* _What you will do_: Rewrite the items below, replacing "tight rectangular box" with "close-fitting bounding box" throughout and leaving everything else as it is.

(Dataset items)
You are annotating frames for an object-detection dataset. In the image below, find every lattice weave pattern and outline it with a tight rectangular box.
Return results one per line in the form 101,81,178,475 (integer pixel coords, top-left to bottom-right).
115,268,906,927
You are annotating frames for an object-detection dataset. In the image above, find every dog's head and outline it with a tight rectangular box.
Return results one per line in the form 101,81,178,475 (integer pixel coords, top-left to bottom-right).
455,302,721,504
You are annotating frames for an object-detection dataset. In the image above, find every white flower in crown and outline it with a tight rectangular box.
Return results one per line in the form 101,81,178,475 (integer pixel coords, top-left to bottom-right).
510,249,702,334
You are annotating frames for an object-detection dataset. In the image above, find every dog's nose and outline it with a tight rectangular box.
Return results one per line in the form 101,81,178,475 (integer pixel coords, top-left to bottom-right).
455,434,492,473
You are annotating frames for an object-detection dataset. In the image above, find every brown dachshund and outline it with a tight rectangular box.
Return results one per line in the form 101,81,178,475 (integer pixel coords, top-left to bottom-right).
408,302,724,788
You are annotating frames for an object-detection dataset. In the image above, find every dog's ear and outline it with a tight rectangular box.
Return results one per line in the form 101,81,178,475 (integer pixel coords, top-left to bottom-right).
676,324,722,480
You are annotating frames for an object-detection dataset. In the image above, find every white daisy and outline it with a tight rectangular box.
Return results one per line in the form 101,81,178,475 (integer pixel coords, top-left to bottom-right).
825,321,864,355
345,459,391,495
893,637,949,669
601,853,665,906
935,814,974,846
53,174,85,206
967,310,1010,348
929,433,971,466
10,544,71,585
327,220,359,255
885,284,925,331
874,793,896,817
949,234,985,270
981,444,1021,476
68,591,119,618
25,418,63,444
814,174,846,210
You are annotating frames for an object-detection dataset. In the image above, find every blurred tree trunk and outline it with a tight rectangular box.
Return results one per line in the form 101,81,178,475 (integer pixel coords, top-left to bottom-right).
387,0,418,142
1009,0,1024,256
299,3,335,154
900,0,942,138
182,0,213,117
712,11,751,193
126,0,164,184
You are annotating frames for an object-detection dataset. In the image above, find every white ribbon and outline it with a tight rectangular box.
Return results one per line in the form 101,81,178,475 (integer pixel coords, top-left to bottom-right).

* _Written answer_:
You are annotating frames for an object-detection dataset. In the image below, find every lattice weave pattern and outline it with a close-fitting bounding box.
Return results one per line in the form 101,81,178,475 (integer pixel coords, top-left to bottom-right).
115,268,906,927
You are annotating frames for an object-detection dataset. In the image above, find every dog's head and outline it with a close-fitting bounding box.
Return results one per line in the form 101,81,178,475 (integer pixel coords, top-left to bottom-right).
455,302,721,504
You are annotating frames for an object-detection dataset. In the image above, find every white flower in crown and outline it with a close-fitting bounding box.
Return results one per line in the form 101,81,178,475 (integer pixel coords, top-left to bottom-right).
510,249,702,334
You are annotating frames for an object-detection dataset. In the image above, find every dog's nose and outline it with a close-fitting bounding box.
Return results one per line in the form 101,81,178,475 (integer pixel coords, top-left to bottom-right).
455,434,492,473
You are annotating frames for an object-detection dataset. In the image above, find every brown dachshund and outline it with a close-fitting bounding box.
Return results one per line in the form 101,81,178,475 (integer pixel coords, top-left to bottom-right).
408,302,724,788
You are annotating frames for an object-detection dataset. In the image above, find every dog's ear and outline it with a close-fitting bounding box.
Return results one per line in the form 101,81,178,475 (integer pixel coords, top-left to bottom-right).
676,324,722,480
You are annotating frames for an object-detection dataset. In the image above, find every white daisy and outline it with a close-fitting bounding box.
Return results one per line in the form 101,81,178,475 (integer pixel coords, top-left to bottom-right).
825,321,864,355
345,459,391,495
893,637,949,669
601,853,665,906
935,814,974,846
53,174,85,206
967,310,1010,348
929,433,971,466
10,544,71,585
327,220,359,255
885,284,925,331
874,793,896,817
949,234,985,270
981,444,1021,476
68,591,119,618
25,418,63,444
814,174,846,210
You are annotating frames for an object-detection dataset. In the image above, find every blurred tree trunk and outline it with a close-fitting bounding box.
Return results one per line in the form 101,81,178,475 (integer pixel coords, top-left to bottom-right).
387,0,418,142
1009,0,1024,256
299,3,335,154
900,0,942,138
182,0,213,117
712,11,751,193
126,0,164,184
You are annotating frames for an object-detection dataset. In the image above, find every white ribbon and outline it with a close-fitting bounding box.
Return results one per line in the form 101,81,178,475 (integer pixel coords, top-left to bottom-right).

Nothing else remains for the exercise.